* **WORK TO DO**
(1) How would you put this sentence from the boot tracing patch message into German: "So we have to create a new type of entry which contains sched event attributes and the ktime of the creation of the entry."
(2) Can you reproduce, word for word, the part of the boot tracing patch message between "Re: [PATCH 6/6]" and "than initcall events.", inclusive?

* **TEXT BLOCK**

Re: [PATCH 6/6] tracing/fastboot: Print ktime of sched events when boot tracing

From: Frédéric Weisbecker
Date: Fri Oct 10 2008 - 09:03:03 EST


2008/10/10 Frederic Weisbecker <fweisbec@xxxxxxxxx>:
>
> When we use the boot tracer, we want the sched events to be printed with the
> same timestamp than initcall events.
> So we have to create a new type of entry which contains sched event attributes
> and the ktime of the creation of the entry.
> Then the output is handled by the boot tracer.
>
> Signed-off-by: Frederic Weisbecker <fweisbec@xxxxxxxxx>
> CC: Steven Rostedt <rostedt@xxxxxxxxxxx>
> CC: Arjan van de Ven <arjan@xxxxxxxxxxxxx>
> ---
> kernel/trace/trace.c | 107 ++++++++++++++++++++++++++++++++++++++++----
> kernel/trace/trace.h | 22 +++++++++
> kernel/trace/trace_boot.c | 96 ++++++++++++++++++++++++++++++++--------
> 3 files changed, 196 insertions(+), 29 deletions(-)
>
> diff --git a/kernel/trace/trace.c b/kernel/trace/trace.c
> index acc21bb..4300521 100644
> --- a/kernel/trace/trace.c
> +++ b/kernel/trace/trace.c
> @@ -622,7 +622,7 @@ static void trace_save_cmdline(struct task_struct *tsk)
> spin_unlock(&trace_cmdline_lock);
> }
>
> -static char *trace_find_cmdline(int pid)

* **RECORD EXCERPTS**
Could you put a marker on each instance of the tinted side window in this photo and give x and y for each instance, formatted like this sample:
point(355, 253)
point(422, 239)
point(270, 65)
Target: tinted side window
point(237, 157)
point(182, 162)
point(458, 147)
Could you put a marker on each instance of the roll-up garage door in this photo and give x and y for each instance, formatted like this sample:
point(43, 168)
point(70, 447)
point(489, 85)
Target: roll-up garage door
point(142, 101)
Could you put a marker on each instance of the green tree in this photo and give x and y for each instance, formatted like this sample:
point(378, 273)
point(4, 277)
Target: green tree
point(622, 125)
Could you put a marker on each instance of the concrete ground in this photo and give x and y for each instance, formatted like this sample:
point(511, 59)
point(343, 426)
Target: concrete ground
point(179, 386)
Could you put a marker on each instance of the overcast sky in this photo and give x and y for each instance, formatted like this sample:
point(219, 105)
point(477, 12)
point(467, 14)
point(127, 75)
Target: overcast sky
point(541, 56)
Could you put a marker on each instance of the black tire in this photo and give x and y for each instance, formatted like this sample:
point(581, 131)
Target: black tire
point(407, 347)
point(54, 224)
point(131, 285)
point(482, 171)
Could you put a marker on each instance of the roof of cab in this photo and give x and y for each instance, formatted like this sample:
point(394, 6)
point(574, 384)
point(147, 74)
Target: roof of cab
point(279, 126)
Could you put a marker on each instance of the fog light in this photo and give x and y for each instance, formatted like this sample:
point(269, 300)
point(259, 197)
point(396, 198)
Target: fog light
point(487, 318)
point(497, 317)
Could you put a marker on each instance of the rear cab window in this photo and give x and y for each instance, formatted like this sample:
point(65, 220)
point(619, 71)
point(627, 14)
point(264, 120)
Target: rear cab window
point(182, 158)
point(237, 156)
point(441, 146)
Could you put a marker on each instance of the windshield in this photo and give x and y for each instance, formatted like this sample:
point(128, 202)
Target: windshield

* **FULL SOLUTIONS**
(1) Daher müssen wir einen neuen Eintragstyp erstellen, der die Attribute des Sched-Ereignisses und die ktime der Erstellung des Eintrags enthält.

(2)
Re: [PATCH 6/6] tracing/fastboot: Print ktime of sched events when boot tracing

From: Frédéric Weisbecker
Date: Fri Oct 10 2008 - 09:03:03 EST


2008/10/10 Frederic Weisbecker <fweisbec@xxxxxxxxx>:
>
> When we use the boot tracer, we want the sched events to be printed with the
> same timestamp than initcall events.